━━━ Отрывок из документа ━━━
Чтобы вы поняли, насколько это серьезно для иконической мысли, нужно иметь в виду, что отцы Церкви в свое
время утверждали: тот, кто отрицает икону, отрицает экономию. Это означает, что отрицается сам Христос и исторический
план воплощения. Этот момент важен потому, что было существенно связывать исторический план с планом внеисторическим, трансцендентным; в самой иконе это помогает сделать
фигура Богоматери. Есть у экономии и сугубо политический
аспект. Связан он с тем, что без иконы невозможно править. Это
признавали все — и иконопочитатели, и иконоборцы. Выражать
отношение к ней можно было по-разному — суть спора воспроизводилась по-разному в различных ситуациях, — но править без
иконы было невозможно. Не случайно византийские императоры хотели использовать силу образа, поставив его на службу
уже самим себе: они запрещали иконы с изображением Христа,
Богоматери и святых, но всячески распространяли собственные
изображения. Они прекрасно понимали, что образ имеет независимую мощь и что он вписан в конкретную политическую
экономию, или в экономию политического. На этом предварительном этапе нам важно понять, что доктрина воплощения и
икона суть одно и то же. Понятие экономии включает в себя и
то и другое. Это способ объединить тело, речь и образ. А если
говорить на языке, более близком к старым текстам, то это понятие, которое одновременно охватывает плоть тела, плоть речи и
плоть собственно образа. Здесь нет особой мистики, поскольку,
как вы понимаете, церковь и была телом Христовым; это тело
должно было быть представлено зримо, должно было стать
видимым, дабы земное царство могло сотворить себя по образу
небесного — земное царство и воплощает провиденциальный
смысл такового. Уже здесь, на уровне решения этой задачи,
101
предполагается система адаптации, к чему подключена экономия.
━━━
- Задания к упражнению:
1/ Переведите на английский язык предложение из отрывка об иконах: «Это признавали все — и иконопочитатели, и иконоборцы».
2/ Что, согласно отрывку об иконах, отрицает тот, кто отрицает икону, по утверждению отцов Церкви?
3/ Продолжите отрывок об иконах с того места, на котором он заканчивается.
━━━ Выборка данных ━━━
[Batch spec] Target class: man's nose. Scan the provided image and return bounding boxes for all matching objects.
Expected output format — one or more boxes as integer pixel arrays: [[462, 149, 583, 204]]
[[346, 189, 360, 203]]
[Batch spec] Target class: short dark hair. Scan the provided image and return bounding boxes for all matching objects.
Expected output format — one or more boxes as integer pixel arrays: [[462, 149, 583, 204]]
━━━
- Ответы:
1/ Everyone acknowledged this, both the iconophiles and the iconoclasts.

2/ Экономию.

3/
Или, если говорить шире, повторяя то, что нам уже известно,
экономия выступает своего рода оператором функционального
примирения истины закона, закона божественного, и живой
реальности, которая всегда полна всяких неурядиц, отступлений
от образца и т. д. Но сама экономия, как и, конечно, реальность,
включает в себя естественный порядок живых организмов.
В данном случае нужно иметь в виду, что все упомянутые значения слова «экономия» для византийского уха слиты в одном и как
бы резонируют друг в друге. Нам они кажутся связанными случайно, плохо сочетающимися между собой, но византиец этих
диссонансов не слышит. Наоборот, для него все это сливается в
единое гармоничное целое. Хочу еще раз подчеркнуть, что есть
разные применения экономии, включая религиозное, политическое, педагогическое, административное и правовое, как и
соответствующие им конкретные формы, но все они сходятся
вместе в этом едином понятии.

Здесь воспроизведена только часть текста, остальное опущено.